*** LISTED RECORDS

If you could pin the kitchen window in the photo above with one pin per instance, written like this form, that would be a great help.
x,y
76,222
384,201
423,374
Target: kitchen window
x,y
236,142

******

Repeat, word for word, all the lines above.

If you could pin the kitchen window in the photo above with one pin per instance, written like this form, that would be a great help.
x,y
76,222
384,201
423,374
Target: kitchen window
x,y
236,142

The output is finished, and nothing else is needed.